健康ア・ラ・カルト

【16)耳・鼻・のど】  6)メニエル病

質問

73歳の男性。自営業で、毎日10時間くらい労働しています。血圧は普通ですが、以前は低血圧でした。最近、内科医院で「メニエル病」だと言われ、薬と注射をしています。「メニエル病」とは、どんな病気ですか。

回答

◎激しいめまいや耳鳴り

メニエル病の疫学、病態、治療について説明します。

メニエル病は、男性では働き盛り、女性は更年期の社会的、家庭的、肉体的にストレスの多い30~50歳代に多くみられ、小児(15歳以下)、老人(65歳以上)に少ない疾患です。頻度に男女の性差はありませんが、患者さんの性格はきちょうめん、神経質な人におこりやすく、朝から午後に多く発症します。

なぜ、メニエル病が発症するかということですが、これにはいくつかの説があります。その主なる病変は内耳(とくに内リンパ水腫=しゅ=)にあり、その病態は全身的な要因や自律神経系の異常(ストレスにより起こりやすい)、内耳の迷路外の要因(耳の発育不全)などで発現したり、消長したり変化します。

症状は激しい回転性のめまいが反復性におこり、その随伴症状は、多くは片側の耳鳴り、難聴、耳閉感(耳がつまった感じ)があります。また、悪心、おう吐、冷や汗などの自律神経の症状もあります。めまい発作については、60%の人が数時間で消失しますが、耳鳴りや難聴については発作の時期と関係なく持続することがあり、強い音に対する聴覚過敏性がみられることがあります。

それらの症状はメニエル病の診断上、きわめて重要ですが、めまい発作の時に四肢のしびれ感や複視、言語障害、激しい頭痛、意識消失などの中枢障害を思わせる症状がないことが、脳病変としてのめまい疾患と異なるところです。

提示データ:

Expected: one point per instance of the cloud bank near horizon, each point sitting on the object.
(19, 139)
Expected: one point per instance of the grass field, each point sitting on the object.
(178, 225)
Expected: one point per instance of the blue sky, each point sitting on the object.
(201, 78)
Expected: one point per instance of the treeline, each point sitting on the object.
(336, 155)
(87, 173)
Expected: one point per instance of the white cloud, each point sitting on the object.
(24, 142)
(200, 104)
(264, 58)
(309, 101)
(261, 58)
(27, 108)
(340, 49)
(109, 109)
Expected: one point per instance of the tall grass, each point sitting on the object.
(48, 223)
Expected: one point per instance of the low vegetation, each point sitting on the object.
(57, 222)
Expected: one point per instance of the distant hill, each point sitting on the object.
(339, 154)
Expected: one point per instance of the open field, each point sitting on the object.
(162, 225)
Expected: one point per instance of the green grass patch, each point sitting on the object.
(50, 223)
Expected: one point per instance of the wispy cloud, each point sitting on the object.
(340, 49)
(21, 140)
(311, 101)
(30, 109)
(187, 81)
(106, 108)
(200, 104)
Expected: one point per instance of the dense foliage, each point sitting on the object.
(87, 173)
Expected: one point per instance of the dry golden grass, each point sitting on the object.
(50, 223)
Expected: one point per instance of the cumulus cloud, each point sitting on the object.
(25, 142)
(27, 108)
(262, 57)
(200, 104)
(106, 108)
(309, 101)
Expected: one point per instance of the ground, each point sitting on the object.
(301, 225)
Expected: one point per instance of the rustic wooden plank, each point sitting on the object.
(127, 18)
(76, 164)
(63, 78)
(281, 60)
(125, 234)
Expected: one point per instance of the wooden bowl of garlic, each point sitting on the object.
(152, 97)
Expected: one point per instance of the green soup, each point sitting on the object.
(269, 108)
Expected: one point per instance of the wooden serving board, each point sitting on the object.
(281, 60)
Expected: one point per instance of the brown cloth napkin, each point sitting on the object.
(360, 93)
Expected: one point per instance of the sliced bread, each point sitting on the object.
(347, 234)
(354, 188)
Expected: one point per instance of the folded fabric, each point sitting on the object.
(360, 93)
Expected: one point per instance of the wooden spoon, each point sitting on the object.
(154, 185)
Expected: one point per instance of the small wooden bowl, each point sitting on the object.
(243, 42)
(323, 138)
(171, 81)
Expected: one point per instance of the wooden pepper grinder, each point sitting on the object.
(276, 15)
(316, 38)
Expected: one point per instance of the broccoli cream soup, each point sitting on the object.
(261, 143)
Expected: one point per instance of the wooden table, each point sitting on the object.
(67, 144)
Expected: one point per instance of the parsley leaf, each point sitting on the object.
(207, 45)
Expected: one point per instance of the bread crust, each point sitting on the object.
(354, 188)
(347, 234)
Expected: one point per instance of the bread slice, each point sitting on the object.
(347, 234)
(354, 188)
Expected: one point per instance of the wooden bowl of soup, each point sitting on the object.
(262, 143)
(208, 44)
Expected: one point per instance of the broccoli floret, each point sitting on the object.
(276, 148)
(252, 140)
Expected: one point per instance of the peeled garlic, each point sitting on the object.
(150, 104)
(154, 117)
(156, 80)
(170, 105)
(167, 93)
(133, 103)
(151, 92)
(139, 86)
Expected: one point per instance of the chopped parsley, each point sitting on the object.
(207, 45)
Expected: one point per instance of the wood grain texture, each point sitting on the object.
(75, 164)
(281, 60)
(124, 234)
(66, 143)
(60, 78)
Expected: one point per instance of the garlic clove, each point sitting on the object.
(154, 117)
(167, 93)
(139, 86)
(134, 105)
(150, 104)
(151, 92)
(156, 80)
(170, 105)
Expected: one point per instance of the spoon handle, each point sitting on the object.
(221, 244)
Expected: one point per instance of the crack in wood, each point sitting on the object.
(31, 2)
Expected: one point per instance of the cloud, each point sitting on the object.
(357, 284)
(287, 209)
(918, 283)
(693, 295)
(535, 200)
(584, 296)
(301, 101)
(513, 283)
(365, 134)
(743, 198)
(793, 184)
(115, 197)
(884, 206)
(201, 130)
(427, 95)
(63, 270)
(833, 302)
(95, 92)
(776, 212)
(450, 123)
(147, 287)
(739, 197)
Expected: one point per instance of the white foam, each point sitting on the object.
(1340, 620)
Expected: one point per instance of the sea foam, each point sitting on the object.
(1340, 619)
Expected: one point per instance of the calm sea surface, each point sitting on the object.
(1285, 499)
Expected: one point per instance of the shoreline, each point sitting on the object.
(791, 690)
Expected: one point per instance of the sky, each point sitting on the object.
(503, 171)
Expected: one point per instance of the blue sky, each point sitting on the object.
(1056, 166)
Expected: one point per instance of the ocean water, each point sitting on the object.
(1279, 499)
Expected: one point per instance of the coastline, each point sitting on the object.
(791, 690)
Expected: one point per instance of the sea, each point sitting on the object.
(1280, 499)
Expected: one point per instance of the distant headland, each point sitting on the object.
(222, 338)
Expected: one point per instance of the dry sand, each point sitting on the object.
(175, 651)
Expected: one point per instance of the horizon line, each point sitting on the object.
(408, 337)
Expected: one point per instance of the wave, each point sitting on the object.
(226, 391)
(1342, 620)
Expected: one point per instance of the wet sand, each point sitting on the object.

課題内容: 原文によると、メニエル病のめまい発作が数時間で消失するのは何パーセントの人ですか。

出力結果: 60%の人です。